- [WHAT THIS TASK INVOLVES] Copy out the passage below on smart placement of workloads onto tiles, word for word and in full.

- [PAGE EXTRACT]
►

Embodiment Three: Smart Placement of Workloads onto Tiles

According to some embodiments, as part of tile recomposition, for example per operation 310 of FIG. 3, or after tile recomposition, a WL may be deployed onto CRs of a server architecture based on smart placement policies that may be thermal aware and/or power aware with respect to a thermal status and/or power status, respectively, of the tiles.

Although the third embodiment as described herein may focus on thermal and/or power aware WL placement, the third embodiment is not so limited, and pertains to smart placement based on any dynamic CR information, including at least one of the following statuses: power, temperature, humidity, fan speed, execution time (e.g., per WL), memory access response time (e.g., time from sending instruction to fetch data from a memory, and reception of the data), workload deployment response time (e.g., time from sending instruction to CRs to deploy a WL, and WL deployment), wear-and-tear, or battery life of MTP if applicable, etc.

According to some embodiments, the service owner of the computing environment, or the service provider, may further used to steer tile recomposition in the context of preferences regarding dynamic CR information. In addition to a service owner's criteria for mapping a WL to CRs, a resource owner's criteria and perspective may also come into play. A resource owner's criteria may include, for example, operation of the CRs in an efficient manner, for example based on the intent taxonomy set forth in FIG. 1 and described above. For example, a resource owner might suggest running the system in certain thermal ranges, so that the cooling loop/systems run most efficiently. An efficient running of CRs may be implemented not only on a per computing node level, but furthermore in multi-socket systems, in which liquid cooling may be looping over two CPUs, in which case the first socket might at a different temperature than the second socket by virtue of cooling inefficiencies and wear-and-tear reasons. Furthermore, wear-and-tear plays a role in which the resource owner might decide to run the system in a certain way for durability purposes.

◄

- [GIVEN DATA]
►

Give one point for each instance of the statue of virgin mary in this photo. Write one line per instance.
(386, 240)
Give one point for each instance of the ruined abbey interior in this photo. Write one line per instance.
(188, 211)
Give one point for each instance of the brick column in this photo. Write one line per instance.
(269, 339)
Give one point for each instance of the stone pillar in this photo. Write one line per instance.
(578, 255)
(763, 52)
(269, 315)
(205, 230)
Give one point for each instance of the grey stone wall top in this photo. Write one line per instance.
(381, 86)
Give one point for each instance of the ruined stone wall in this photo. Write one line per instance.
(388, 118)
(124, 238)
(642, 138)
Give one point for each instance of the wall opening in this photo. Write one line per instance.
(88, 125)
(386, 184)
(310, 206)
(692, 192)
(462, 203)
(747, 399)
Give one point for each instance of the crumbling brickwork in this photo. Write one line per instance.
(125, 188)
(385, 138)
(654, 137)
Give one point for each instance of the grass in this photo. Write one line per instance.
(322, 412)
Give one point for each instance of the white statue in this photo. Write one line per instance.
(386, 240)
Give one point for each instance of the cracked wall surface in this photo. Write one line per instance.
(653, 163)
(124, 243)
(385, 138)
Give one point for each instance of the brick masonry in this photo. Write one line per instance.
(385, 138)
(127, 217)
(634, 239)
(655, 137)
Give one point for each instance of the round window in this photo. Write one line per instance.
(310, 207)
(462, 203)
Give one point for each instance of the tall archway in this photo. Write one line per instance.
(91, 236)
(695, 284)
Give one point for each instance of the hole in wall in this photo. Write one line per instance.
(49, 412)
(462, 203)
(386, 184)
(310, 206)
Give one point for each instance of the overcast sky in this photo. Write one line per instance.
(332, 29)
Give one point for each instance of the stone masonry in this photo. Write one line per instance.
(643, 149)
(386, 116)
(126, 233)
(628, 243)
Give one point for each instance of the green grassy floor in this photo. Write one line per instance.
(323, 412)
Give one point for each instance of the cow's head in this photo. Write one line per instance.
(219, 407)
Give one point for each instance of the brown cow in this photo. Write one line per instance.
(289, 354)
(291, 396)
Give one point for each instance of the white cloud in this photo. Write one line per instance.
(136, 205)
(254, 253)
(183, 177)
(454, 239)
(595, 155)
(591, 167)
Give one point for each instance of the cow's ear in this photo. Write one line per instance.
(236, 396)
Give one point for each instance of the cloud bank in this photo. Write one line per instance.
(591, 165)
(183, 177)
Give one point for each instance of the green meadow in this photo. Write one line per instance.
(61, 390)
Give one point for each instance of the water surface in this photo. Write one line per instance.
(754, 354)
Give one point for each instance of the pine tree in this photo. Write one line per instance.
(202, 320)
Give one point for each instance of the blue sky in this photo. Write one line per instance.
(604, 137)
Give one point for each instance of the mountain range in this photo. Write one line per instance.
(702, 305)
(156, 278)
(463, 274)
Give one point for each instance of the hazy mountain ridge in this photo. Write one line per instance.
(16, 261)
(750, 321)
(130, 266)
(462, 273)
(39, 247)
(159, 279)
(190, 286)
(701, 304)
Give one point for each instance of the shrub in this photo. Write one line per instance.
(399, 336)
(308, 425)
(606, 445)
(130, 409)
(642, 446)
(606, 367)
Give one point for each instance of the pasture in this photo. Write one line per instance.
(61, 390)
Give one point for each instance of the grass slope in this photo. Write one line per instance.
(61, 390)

◄

- [SOLUTION TO THIS TASK]
Embodiment Three: Smart Placement of Workloads onto Tiles

According to some embodiments, as part of tile recomposition, for example per operation 310 of FIG. 3, or after tile recomposition, a WL may be deployed onto CRs of a server architecture based on smart placement policies that may be thermal aware and/or power aware with respect to a thermal status and/or power status, respectively, of the tiles.

Although the third embodiment as described herein may focus on thermal and/or power aware WL placement, the third embodiment is not so limited, and pertains to smart placement based on any dynamic CR information, including at least one of the following statuses: power, temperature, humidity, fan speed, execution time (e.g., per WL), memory access response time (e.g., time from sending instruction to fetch data from a memory, and reception of the data), workload deployment response time (e.g., time from sending instruction to CRs to deploy a WL, and WL deployment), wear-and-tear, or battery life of MTP if applicable, etc.

According to some embodiments, the service owner of the computing environment, or the service provider, may further used to steer tile recomposition in the context of preferences regarding dynamic CR information. In addition to a service owner's criteria for mapping a WL to CRs, a resource owner's criteria and perspective may also come into play. A resource owner's criteria may include, for example, operation of the CRs in an efficient manner, for example based on the intent taxonomy set forth in FIG. 1 and described above. For example, a resource owner might suggest running the system in certain thermal ranges, so that the cooling loop/systems run most efficiently. An efficient running of CRs may be implemented not only on a per computing node level, but furthermore in multi-socket systems, in which liquid cooling may be looping over two CPUs, in which case the first socket might at a different temperature than the second socket by virtue of cooling inefficiencies and wear-and-tear reasons. Furthermore, wear-and-tear plays a role in which the resource owner might decide to run the system in a certain way for durability purposes.